## DIRECTIVES
(a) Using the Jefferson quotations on rebellion, decide whether each statement agrees with them: (i) the 1806 Annual Message says the laws provide punishments for insurrection; (ii) the 1822 letter to James Madison rejects voluntary associations for any purpose; (iii) the 1803 letter to William Duane calls secret societies necessary as revolutionary instruments. Answer yes or no for each and quote the deciding words.
(b) Carry on the Jefferson quotations on rebellion from the point where they stop.

## SUPPLIED PASSAGE
========

Rebellion, Right and Wrong

"Whenever any form of government becomes destructive of these ends [i.e., securing inherent and inalienable rights, with powers derived from the consent of the governed], it is the right of the people to alter or abolish it, and to institute new government, laying its foundation on such principles, and organizing its powers in such form, as to them shall seem most likely to effect their safety and happiness."
--Thomas Jefferson: Declaration of Independence, 1776. ME 1:29, Papers 1:315
"In no country on earth is [a disposition to oppose the law by force] so impracticable as in one where every man feels a vital interest in maintaining the authority of the laws, and instantly engages in it as in his own personal cause."
--Thomas Jefferson to Benjamin Smith, 1808. ME 12:62
"In a country whose constitution is derived from the will of the people directly expressed by their free suffrages, where the principal executive functionaries and those of the legislature are renewed by them at short periods, where under the character of jurors they exercise in person the greatest portion of the judiciary powers, where the laws are consequently so formed and administered as to bear with equal weight and favor on all, restraining no man in the pursuits of honest industry and securing to every one the property which that acquires, it would not be supposed that any safeguards could be needed against insurrection or enterprise on the public peace or authority. The laws, however, aware that these should not be trusted to moral restraints only, have wisely provided punishments for these crimes when committed."
--Thomas Jefferson: 6th Annual Message, 1806. ME 3:418
"As revolutionary instruments (when nothing but revolution will cure the evils of the State) [secret societies] are necessary and indispensable, and the right to use them is inalienable by the people; but to admit them as ordinary and habitual instruments as a part of the machinery of the Constitution, would be to change that machinery by introducing moving powers foreign to it, and to an extent depending solely on local views, and, therefore, incalculable."
--Thomas Jefferson to William Duane, 1803. FE 8:256
"The paradox with me is how any friend to the union of our country can, in conscience, contribute a cent to the maintenance of anyone who perverts the sanctity of his desk to the open inculcation of rebellion, civil war, dissolution of government, and the miseries of anarchy."
--Thomas Jefferson to William Plumer, 1815. ME 14:235

Dangerous Associations

"I acknowledge the right of voluntary associations for laudable purposes and in moderate numbers. I acknowledge, too, the expediency for revolutionary purposes of general associations coextensive with the nation. But where, as in our case, no abuses call for revolution, voluntary associations so extensive as to grapple with and control the government, should such be or become their purpose, are dangerous machines and should be frowned down in every well regulated government."
--Thomas Jefferson to James Madison, 1822.

========

Object pointing dataset rows
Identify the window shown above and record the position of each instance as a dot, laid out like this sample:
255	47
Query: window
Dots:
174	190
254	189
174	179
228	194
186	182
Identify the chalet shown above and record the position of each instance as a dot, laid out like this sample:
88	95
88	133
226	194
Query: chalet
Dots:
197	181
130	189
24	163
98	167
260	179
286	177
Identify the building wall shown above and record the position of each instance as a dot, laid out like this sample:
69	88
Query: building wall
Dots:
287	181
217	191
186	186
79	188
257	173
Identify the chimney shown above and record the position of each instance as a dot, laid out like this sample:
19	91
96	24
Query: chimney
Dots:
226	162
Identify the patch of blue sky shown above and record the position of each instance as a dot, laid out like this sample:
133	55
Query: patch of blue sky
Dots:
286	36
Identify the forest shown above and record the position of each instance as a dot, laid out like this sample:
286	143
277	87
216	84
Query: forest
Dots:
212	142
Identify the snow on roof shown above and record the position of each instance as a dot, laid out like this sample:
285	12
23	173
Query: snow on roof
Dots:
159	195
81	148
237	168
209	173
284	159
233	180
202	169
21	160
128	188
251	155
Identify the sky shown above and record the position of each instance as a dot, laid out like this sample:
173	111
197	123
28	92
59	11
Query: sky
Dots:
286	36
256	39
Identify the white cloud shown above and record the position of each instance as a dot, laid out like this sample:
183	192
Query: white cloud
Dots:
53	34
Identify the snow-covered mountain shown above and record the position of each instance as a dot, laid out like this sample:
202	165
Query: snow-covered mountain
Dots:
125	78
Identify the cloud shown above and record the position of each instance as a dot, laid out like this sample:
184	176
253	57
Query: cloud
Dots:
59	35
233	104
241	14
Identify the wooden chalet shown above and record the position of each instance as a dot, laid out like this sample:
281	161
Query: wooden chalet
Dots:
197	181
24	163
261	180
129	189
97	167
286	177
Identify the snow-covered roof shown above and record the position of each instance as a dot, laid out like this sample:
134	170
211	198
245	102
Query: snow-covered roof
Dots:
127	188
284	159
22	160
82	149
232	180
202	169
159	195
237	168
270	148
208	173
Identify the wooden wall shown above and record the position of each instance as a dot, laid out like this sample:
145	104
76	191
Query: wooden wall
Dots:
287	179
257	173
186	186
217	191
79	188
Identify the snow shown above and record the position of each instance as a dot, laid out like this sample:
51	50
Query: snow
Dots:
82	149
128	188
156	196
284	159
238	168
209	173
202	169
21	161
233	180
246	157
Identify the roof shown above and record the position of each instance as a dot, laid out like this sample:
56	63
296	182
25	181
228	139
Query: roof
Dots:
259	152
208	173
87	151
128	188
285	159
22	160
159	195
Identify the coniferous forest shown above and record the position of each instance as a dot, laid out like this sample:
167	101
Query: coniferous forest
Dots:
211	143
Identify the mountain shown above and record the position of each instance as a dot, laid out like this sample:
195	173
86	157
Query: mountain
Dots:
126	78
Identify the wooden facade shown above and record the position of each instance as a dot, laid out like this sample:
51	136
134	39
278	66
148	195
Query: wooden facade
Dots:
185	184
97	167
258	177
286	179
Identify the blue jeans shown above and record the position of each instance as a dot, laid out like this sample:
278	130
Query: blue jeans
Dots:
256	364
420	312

========

## THE ANSWERS
(a)
(i) Yes: "The laws, however, aware that these should not be trusted to moral restraints only, have wisely provided punishments for these crimes when committed."
(ii) No: "I acknowledge the right of voluntary associations for laudable purposes and in moderate numbers."
(iii) Yes: "As revolutionary instruments (when nothing but revolution will cure the evils of the State) [secret societies] are necessary and indispensable"

(b)
"Private associations... whose magnitude may rivalize and jeopardize the march of regular government [may become] necessary [in] the case where the regular authorities of the government [combine] against the rights of the people, and no means of correction [remains] to them but to organize a collateral power which, with their support, might rescue and secure their violated rights. But such is not the case with our government. We need hazard no collateral power which, by a change of its original views and assumption of others we know not how virtuous or how mischievous, would be ready organized and in force sufficient to shake the established foundations of society and endanger its peace and the principles on which it is based."
--Thomas Jefferson to Jedediah Morse, 1822. ME 15:357
"Military assemblies will not only keep alive the jealousies and fears of the civil government, but give ground for these fears and jealousies. For when men meet together, they will make business if they have none; they will collate their grievances, some real, some imaginary, all highly painted; they will communicate to each other the sparks of discontent; and these may engender a flame which will consume their particular, as well as the general happiness."
--Thomas Jefferson: Answers to de Meusnier Questions, 1786. ME 17:90
"Where an enterprise is meditated by private individuals against a foreign nation in amity with the United States, powers of prevention to a certain extent are given by the laws; would they not be as reasonable and useful were the enterprise preparing against the United States?"
--Thomas Jefferson: 6th Annual Message, 1806. ME 3:419
"The framers of our constitution certainly supposed they had guarded, as well their government against destruction by treason, as their citizens against oppression under pretence of it; and if these ends are not attained, it is of importance to inquire by what means, more effectual, they may be secured."
--Thomas Jefferson: 7th Annual Message, 1807. ME 3:452
"Looking forward with anxiety to [the] future destinies [of my fellow citizens], I trust that, in their steady character unshaken by difficulties, in their love of liberty, obedience to law, and support of the public authorities, I see a sure guaranty of the permanence of our republic."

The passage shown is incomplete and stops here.